The Company utilizes foreign currency forward or option contracts that do not qualify for hedge accounting treatment in an attempt to manage the risk associated with the conversion of earnings in foreign currencies into U.S. Dollars. While these derivative instruments do not qualify for hedge accounting treatment in accordance with ASC 815, these derivatives do provide the Company with a means to manage the risk associated with currency translation. These instruments are recorded at fair value in the consolidated balance sheet and any gains or losses are recorded as part of earnings in the current period. An immaterial gain was recorded by the Company for the nine months ended September 30, 2011, related to these derivatives not qualifying for hedge accounting treatment, while no such derivatives existed for the three and nine months ended September 30, 2010.

The Company also utilizes foreign currency forward contracts that are not designated as hedges in accordance with ASC 815 although they could qualify for hedge accounting treatment. These contracts are entered into to eliminate the risk associated with the settlement of short-term intercompany trading receivables and payables between Invacare Corporation and its foreign subsidiaries. The currency forward contracts are entered into at the same time as the intercompany receivables or payables are created so that upon settlement, the gain/loss on the settlement is offset by the gain/loss on the foreign currency forward contract. No material net gain or loss was realized by the Company for the three or nine month periods ended September 30, 2011 and 2010, respectively, related to these forward contracts and the associated short-term intercompany trading receivables and payables.

 

Foreign exchange forward contracts not qualifying or designated for hedge accounting treatment entered into and outstanding as of September 30, 2011 and 2010 were as follows (in thousands USD):

 

 

     September 30, 2011     September 30, 2010  
     Notional Amount      Gain (Loss)     Notional Amount      Gain (Loss)  

CAD / USD

   $ 0       $ 0      $ 10,414       $ 281   

CHF / USD

     915         2        0         0   

CHF / GBP

     0         0        0         0   

NZD / USD

     0         0        13,403         18   

NOK / USD

     6,252         (262     1,327         35   

SEK / USD

     0         0        13,380         426   

DKK / USD

     0         0        4,233         161   

DKK / NOK

     74         (2     0         0   

EUR / GBP

     0         0        839         (59

EUR / SEK

     9         0        72         (5

EUR / CAD

     26,500         37        0         0   

EUR / USD

     0         0        16,948         789   

EUR / NOK

     118         (3     0         0   
  

 

 

    

 

 

   

 

 

    

 

 

 
   $ 33,868       $ (228   $ 60,616       $ 1,646   
  

 

 

    

 

 

   

 

 

    

 

 

 

The fair values of the Company's derivative instruments were as follows (in thousands):

 

 

     September 30, 2011     December 31, 2010  
     Assets      Liabilities     Assets      Liabilities  

Derivatives designated as hedging instruments under ASC 815

          

Foreign currency forward contracts

   $ 900       $ (1,549   $ 2,518       $ (1,928

Interest rate swap contracts

     0         (533     0         0   

Derivatives not designated as hedging instruments under ASC 815

          

Foreign currency forward contracts

     199         (427     366         (1
  

 

 

    

 

 

   

 

 

    

 

 

 

Total derivatives

   $ 1,099       $ (2,509   $ 2,884       $ (1,929
  

 

 

    

 

 

   

 

 

    

 

 

 

The fair values of the Company's foreign currency forward assets and liabilities and interest rate swaps are included in Other Current Assets and Accrued Expenses, respectively in the Consolidated Balance Sheets.

- _Material_:
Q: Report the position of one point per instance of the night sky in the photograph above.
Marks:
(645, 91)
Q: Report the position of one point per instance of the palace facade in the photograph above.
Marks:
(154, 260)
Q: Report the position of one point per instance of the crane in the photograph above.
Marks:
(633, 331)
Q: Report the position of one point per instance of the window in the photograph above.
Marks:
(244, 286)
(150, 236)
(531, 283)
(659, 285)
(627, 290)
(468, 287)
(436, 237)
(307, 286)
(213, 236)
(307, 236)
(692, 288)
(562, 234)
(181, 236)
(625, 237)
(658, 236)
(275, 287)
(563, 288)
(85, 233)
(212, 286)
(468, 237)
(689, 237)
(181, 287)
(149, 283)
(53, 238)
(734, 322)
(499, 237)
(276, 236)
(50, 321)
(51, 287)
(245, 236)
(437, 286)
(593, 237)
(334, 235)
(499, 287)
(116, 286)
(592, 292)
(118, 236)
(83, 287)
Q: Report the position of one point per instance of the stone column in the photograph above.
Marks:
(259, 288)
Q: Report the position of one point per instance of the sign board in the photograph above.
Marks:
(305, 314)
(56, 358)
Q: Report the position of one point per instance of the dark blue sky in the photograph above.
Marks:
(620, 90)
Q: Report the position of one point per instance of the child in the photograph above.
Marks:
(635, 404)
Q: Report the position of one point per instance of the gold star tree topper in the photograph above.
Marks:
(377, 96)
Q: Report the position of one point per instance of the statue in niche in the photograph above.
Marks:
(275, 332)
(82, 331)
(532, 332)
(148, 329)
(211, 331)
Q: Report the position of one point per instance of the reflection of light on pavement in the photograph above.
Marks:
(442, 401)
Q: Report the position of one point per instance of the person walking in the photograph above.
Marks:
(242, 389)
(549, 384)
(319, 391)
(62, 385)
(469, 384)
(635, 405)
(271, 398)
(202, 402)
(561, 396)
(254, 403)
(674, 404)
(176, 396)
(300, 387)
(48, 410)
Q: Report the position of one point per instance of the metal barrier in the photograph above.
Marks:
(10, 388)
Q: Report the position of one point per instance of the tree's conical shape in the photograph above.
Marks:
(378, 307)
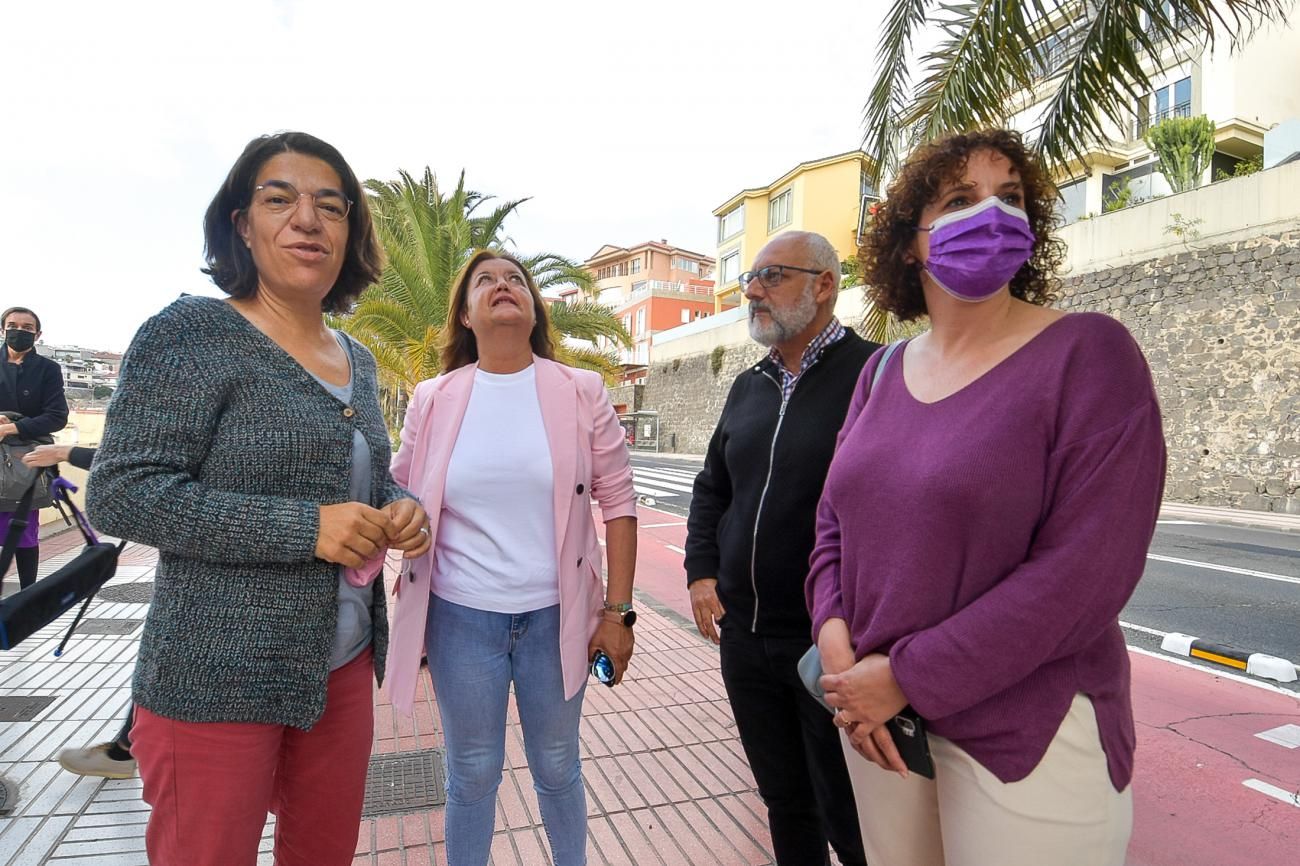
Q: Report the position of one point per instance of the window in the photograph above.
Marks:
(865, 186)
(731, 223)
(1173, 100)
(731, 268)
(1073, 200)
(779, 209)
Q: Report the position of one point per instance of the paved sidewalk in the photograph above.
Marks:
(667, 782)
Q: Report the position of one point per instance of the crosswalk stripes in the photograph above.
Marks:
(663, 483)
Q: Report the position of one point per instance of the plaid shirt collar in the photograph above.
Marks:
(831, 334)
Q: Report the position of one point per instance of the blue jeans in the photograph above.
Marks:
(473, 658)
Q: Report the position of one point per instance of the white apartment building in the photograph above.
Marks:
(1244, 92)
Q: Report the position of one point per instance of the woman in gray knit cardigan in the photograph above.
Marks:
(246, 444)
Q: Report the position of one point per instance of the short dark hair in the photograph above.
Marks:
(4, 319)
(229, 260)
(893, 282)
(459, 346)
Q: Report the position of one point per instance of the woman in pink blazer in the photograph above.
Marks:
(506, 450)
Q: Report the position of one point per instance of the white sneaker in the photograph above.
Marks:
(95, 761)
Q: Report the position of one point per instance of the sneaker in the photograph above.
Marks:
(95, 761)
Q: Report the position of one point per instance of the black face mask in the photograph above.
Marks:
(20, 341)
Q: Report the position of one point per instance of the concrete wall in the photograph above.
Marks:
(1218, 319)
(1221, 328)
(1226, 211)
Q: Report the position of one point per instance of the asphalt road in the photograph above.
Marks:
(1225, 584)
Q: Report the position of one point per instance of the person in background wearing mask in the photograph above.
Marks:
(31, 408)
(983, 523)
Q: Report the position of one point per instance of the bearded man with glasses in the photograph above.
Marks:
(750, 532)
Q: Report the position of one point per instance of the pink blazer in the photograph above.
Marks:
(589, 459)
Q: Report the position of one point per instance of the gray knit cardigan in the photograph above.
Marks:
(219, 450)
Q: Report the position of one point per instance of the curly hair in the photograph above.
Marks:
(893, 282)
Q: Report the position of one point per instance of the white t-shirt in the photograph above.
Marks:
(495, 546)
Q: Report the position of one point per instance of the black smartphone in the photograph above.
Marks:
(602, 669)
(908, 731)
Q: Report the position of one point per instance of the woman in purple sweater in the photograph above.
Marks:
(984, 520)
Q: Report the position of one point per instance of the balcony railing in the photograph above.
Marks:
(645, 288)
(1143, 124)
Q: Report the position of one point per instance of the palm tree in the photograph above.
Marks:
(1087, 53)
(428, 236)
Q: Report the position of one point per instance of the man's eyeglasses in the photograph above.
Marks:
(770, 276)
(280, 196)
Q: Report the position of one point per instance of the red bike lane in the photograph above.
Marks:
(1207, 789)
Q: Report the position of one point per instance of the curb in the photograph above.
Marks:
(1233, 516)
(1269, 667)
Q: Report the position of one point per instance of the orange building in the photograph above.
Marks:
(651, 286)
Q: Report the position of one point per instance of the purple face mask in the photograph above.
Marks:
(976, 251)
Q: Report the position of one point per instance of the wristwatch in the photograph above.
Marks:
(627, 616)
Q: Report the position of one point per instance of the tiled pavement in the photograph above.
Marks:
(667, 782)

- _Stated exercise A_: Reproduce the derivatives disclosure from the words "Foreign exchange forward" through the words "Gain (Loss)     Notional Amount      Gain (Loss)", changing "hedge accounting treatment" to "hedge accounting".
- _Stated exercise B_: From the derivatives disclosure, list every currency pair whose foreign exchange forward contracts show a nonzero notional amount as of September 30, 2011.
- _Stated exercise C_: Continue the derivatives disclosure after its final sentence.

- _Final result A_:
Foreign exchange forward contracts not qualifying or designated for hedge accounting entered into and outstanding as of September 30, 2011 and 2010 were as follows (in thousands USD):

 

 

     September 30, 2011     September 30, 2010  
     Notional Amount      Gain (Loss)     Notional Amount      Gain (Loss)

- _Final result B_:
- CHF / USD
- NOK / USD
- DKK / NOK
- EUR / SEK
- EUR / CAD
- EUR / NOK

- _Final result C_:
 

The effect of derivative instruments on the Statement of Earnings and Other Comprehensive Income (OCI) was as follows (in thousands):

 

Derivatives in ASC 815 cash flow

hedge relationships

   Amount of Gain
(Loss) Recognized in 
OCI on Derivatives
(Effective Portion)
    Amount of Gain (Loss) 
Reclassified from
Accumulated OCI into
Income (Effective
Portion)
    Amount of Gain (Loss)
Recognized in Income on
Derivatives (Ineffective
Portion and Amount
Excluded from
Effectiveness Testing)
 

Quarter ended September 30, 2011:

      

Foreign currency forward contracts

   $ (354   $ (104   $ 0   

Interest rate swap contracts

     (117     0        0   
  

 

 

   

 

 

   

 

 

 
   $ (471   $ (104   $ 0   
  

 

 

   

 

 

   

 

 

 

Nine months ended September 30, 2011:

      

Foreign currency forward contracts

   $ (1,192   $ (47   $ 3   

Interest rate swap contracts

     (533     0        0   
  

 

 

   

 

 

   

 

 

 
   $ (1,725   $ (47   $ 3   
  

 

 

   

 

 

   

 

 

 

Quarter ended September 30, 2010:

      

Foreign currency forward contracts

   $ (2,429   $ 1,065      $ (29

Nine months ended September 30, 2010:

      

Foreign currency forward contracts

   $ (1,091   $ 1,844      $ (68

 

Derivatives not designated as hedging instruments under ASC 815

   Amount of Gain (Loss)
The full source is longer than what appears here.